- **ASSIGNMENT**
Down to the last line, set down the listing below exactly, apart from its pictures.

- **LISTED ENTRIES**

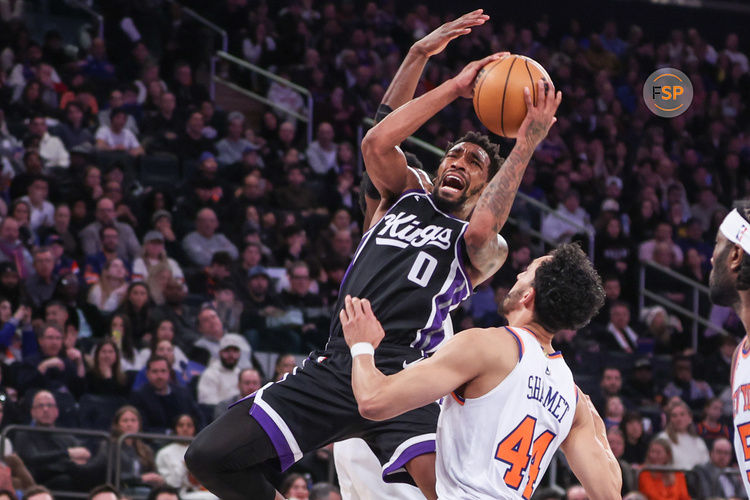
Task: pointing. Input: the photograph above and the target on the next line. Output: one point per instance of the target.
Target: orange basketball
(498, 92)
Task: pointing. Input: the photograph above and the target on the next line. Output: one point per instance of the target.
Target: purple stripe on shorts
(283, 450)
(409, 453)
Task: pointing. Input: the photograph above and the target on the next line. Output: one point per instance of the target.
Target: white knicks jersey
(741, 411)
(499, 445)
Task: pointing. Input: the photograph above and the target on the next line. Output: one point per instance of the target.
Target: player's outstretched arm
(404, 83)
(485, 251)
(381, 397)
(587, 450)
(384, 161)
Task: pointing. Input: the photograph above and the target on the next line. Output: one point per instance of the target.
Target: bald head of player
(559, 291)
(729, 282)
(466, 168)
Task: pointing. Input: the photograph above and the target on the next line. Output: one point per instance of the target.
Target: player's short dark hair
(568, 290)
(484, 142)
(743, 275)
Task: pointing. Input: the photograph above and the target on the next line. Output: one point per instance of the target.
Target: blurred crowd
(153, 245)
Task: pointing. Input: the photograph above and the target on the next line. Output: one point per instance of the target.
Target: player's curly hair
(484, 142)
(743, 275)
(568, 290)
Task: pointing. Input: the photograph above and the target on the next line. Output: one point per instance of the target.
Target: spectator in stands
(713, 482)
(295, 486)
(37, 493)
(163, 128)
(73, 131)
(201, 244)
(662, 234)
(42, 211)
(694, 392)
(712, 427)
(324, 491)
(51, 148)
(54, 460)
(689, 449)
(316, 317)
(189, 94)
(105, 377)
(232, 147)
(662, 485)
(116, 102)
(127, 248)
(109, 292)
(619, 336)
(609, 385)
(163, 492)
(52, 368)
(116, 137)
(170, 461)
(617, 443)
(218, 382)
(560, 230)
(159, 401)
(192, 143)
(41, 285)
(11, 248)
(104, 492)
(248, 381)
(322, 153)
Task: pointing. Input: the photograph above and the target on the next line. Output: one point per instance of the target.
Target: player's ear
(528, 297)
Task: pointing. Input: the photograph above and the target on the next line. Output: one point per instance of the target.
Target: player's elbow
(371, 409)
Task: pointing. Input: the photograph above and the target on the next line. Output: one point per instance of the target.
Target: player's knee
(200, 458)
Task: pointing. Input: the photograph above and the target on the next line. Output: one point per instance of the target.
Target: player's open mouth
(453, 182)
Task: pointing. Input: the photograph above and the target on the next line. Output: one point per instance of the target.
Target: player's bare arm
(480, 357)
(485, 250)
(404, 84)
(591, 459)
(384, 160)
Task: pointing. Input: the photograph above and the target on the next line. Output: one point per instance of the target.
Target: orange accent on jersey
(519, 449)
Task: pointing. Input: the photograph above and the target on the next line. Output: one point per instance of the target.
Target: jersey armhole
(519, 341)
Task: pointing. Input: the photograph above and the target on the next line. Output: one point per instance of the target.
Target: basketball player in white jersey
(509, 401)
(730, 287)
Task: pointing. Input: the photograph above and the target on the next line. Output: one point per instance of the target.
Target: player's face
(523, 283)
(721, 282)
(461, 176)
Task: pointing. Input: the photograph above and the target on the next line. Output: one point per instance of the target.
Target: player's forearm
(403, 122)
(404, 83)
(371, 389)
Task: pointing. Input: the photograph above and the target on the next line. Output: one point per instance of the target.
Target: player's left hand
(540, 116)
(437, 40)
(359, 322)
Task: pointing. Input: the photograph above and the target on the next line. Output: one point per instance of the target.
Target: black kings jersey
(410, 267)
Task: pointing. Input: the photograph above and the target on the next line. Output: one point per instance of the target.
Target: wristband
(362, 348)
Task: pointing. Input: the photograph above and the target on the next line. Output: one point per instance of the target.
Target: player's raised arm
(587, 450)
(381, 397)
(485, 251)
(384, 161)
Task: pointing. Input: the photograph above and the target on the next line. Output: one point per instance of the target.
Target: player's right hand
(359, 322)
(437, 40)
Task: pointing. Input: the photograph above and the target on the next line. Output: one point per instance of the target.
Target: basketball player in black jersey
(426, 247)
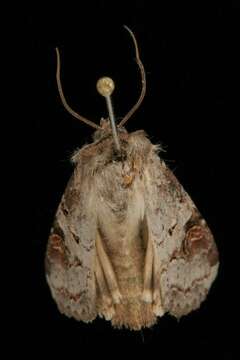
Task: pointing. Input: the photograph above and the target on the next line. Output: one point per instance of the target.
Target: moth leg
(148, 273)
(108, 271)
(157, 299)
(107, 308)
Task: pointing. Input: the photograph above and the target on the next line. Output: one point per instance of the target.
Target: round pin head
(105, 86)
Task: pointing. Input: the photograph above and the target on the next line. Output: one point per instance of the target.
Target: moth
(127, 244)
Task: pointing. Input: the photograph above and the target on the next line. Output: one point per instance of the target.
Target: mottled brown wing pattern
(71, 251)
(185, 252)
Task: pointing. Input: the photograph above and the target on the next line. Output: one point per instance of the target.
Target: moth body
(128, 244)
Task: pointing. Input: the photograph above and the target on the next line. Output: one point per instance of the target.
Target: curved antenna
(143, 92)
(64, 102)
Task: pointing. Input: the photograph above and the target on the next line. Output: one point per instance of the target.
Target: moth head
(105, 87)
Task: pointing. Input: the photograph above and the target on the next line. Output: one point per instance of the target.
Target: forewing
(184, 247)
(70, 255)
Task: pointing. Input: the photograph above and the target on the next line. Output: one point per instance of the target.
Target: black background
(190, 53)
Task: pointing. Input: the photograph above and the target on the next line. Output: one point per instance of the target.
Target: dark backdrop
(190, 53)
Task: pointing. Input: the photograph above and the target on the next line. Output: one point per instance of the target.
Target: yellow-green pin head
(105, 86)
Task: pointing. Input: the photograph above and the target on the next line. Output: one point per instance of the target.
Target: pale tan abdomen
(132, 312)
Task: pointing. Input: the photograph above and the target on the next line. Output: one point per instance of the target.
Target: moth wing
(70, 255)
(185, 253)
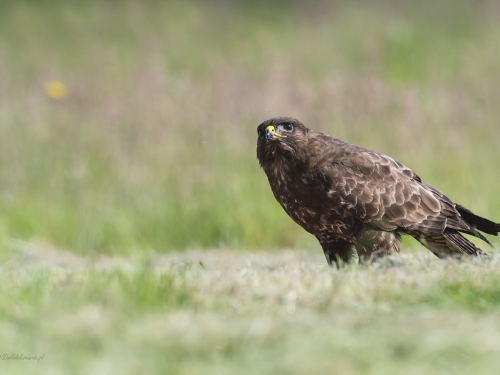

- **OUTPUT OF THE TASK**
Task: pointing. Input: the photograph above and the target on the next line. Output: one point per instance of the target.
Target: orange basketball
(498, 92)
Task: pointing. Input: the photograph above and the target on the next line. Output: one point per instance of the target.
Target: purple stripe on shorts
(283, 450)
(409, 453)
Task: pointing. Input: the photograph above and the target on the next line. Output: one point per instance of the target.
Target: white knicks jersey
(741, 411)
(499, 445)
Task: pointing. Input: the photograph above and the target on the next line. Output: one point per instance of the target.
Target: player's outstretched arm
(404, 83)
(485, 251)
(381, 397)
(587, 450)
(384, 161)
Task: pointing. Input: the photograph above and the target on the next line. Output: one point per instance of the target.
Target: bald head of player
(559, 291)
(729, 282)
(466, 168)
Task: pointing. Input: the photograph above and the target on the next line. Output: one point per instance of the target.
Target: player's short dark hair
(568, 290)
(484, 142)
(743, 275)
Task: pointing. Input: the photograph above and the target on the next line. Output: one point per instance of the target.
Target: blurred crowd
(153, 245)
Task: pointing. Input: the photograph above and the target on the next line. Output: one point per instance of the target.
Target: player's curly hair
(484, 142)
(743, 275)
(568, 290)
Task: pointing. Input: the photograph above and the target on the next line. Output: one point per instance of the target.
Target: spectator in stands
(713, 482)
(295, 486)
(37, 493)
(163, 128)
(73, 131)
(201, 244)
(662, 234)
(42, 211)
(694, 392)
(712, 427)
(324, 491)
(51, 148)
(54, 460)
(689, 449)
(316, 317)
(189, 94)
(105, 377)
(232, 147)
(662, 485)
(116, 102)
(127, 248)
(109, 292)
(619, 336)
(609, 385)
(163, 492)
(52, 368)
(116, 137)
(170, 461)
(617, 443)
(218, 382)
(560, 230)
(159, 401)
(192, 143)
(41, 285)
(11, 248)
(104, 492)
(248, 381)
(322, 153)
Task: pointing. Input: the photograph above and the target on the next line. Output: one point per instance of the target.
Target: player's ear
(528, 297)
Task: pointing. Input: the photograph above and the target on the next line. Output: one point per instance of the target.
Target: player's elbow
(371, 409)
Task: pointing. Input: the photograph above and the target on the next line. Output: one point per instance of the target.
Target: player's knee
(200, 458)
Task: pointing. Input: the photograph above and the target on the next line. Output: one point per instance of the target.
Target: player's open mouth
(453, 182)
Task: pointing. Input: the photograph above and the target on the next line. Output: one point per instance of the target.
Target: player's bare arm
(480, 357)
(485, 250)
(404, 84)
(591, 459)
(384, 160)
Task: pointing. Input: the photograph above and the target on the next line. Output: one point per instance of the target.
Target: orange accent on jersey
(519, 449)
Task: pointing. Input: the photograph above and the target on the next line. Output: one point per instance of the target.
Target: jersey armhole
(519, 341)
Task: pointing. Input: the photograph above and the target on the next line. Output: one point per instance of the target.
Target: basketball player in white jersey
(509, 401)
(730, 287)
Task: pointing. Input: the photograph above and the target on the next line. Output: one point per instance of the target.
Target: player's face
(523, 283)
(721, 282)
(461, 176)
Task: pointing. Input: the photograph above and the target on the next line. Output: one point per instance of the target.
Target: player's forearm
(403, 122)
(404, 83)
(371, 389)
Task: pointing. Input: the photograph above and the target on the next line. Output: one point per instance of the target.
Target: player's left hand
(540, 116)
(437, 40)
(359, 322)
Task: pointing. Input: the photograph above and the target on the next line. Output: one point per instance of the target.
Target: black kings jersey
(410, 267)
Task: pointing. Input: the photograph above and the target on the next line. Output: one point per instance of the target.
Target: wristband
(362, 348)
Task: pointing. Input: the photograph above and the target on the next line. Output: one point per instance of the target.
Target: player's raised arm
(587, 450)
(381, 397)
(485, 251)
(384, 161)
Task: pointing. Input: the photograph above and the target on the next line. Output: one point per instance of the target.
Target: player's right hand
(359, 322)
(437, 40)
Task: pointing. Input: the photograph above and the target on the next line. Output: one point per instance of the target.
Target: basketball player in black jersey
(426, 247)
Task: pointing. Input: the photograph above and the target on the next line. Output: one point per instance of the target.
Target: moth leg
(148, 273)
(108, 271)
(157, 299)
(107, 308)
Task: pointing. Input: the photograph above and the target on the next line. Output: one point per instance of the target.
Target: round pin head
(105, 86)
Task: pointing. Input: the photograph above and the target on the next line. Output: one point per instance of the target.
Target: moth
(127, 244)
Task: pointing. Input: the photograph above and the target on the next line. Output: one point per instance of the target.
Target: mottled brown wing pattern
(71, 251)
(185, 252)
Task: pointing. Input: the photograph above and the target on the next line. Output: one point per instance of the target.
Target: moth body
(128, 244)
Task: pointing. Input: the photograph above and the target on the next line. Output: one point per instance of the target.
Target: curved antenna
(143, 92)
(64, 102)
Task: pointing. Input: the photograph above and the target on the next line. Output: one point per instance of the target.
Target: moth head
(105, 87)
Task: pointing. Input: the photograph above and the target on the next line. Output: one point per instance of the target.
Target: forewing
(184, 247)
(70, 255)
Task: pointing. Input: the photograph above and the target on the next line. Output: one point per instance of the target.
Target: black background
(190, 53)
Task: pointing. Input: the photograph above and the target on the next line. Output: one point per instance of the target.
Target: dark backdrop
(190, 53)
Task: pointing. Input: the photograph above and the target on the next line. Output: one point per instance of the target.
Target: yellow-green pin head
(105, 86)
Task: pointing. Input: the photograph above and the target on the next line. Output: one point per instance of the target.
Target: pale tan abdomen
(132, 312)
Task: pointing. Input: the photograph above and the target on the next line. Output: one point per instance of the target.
Target: moth wing
(70, 255)
(185, 253)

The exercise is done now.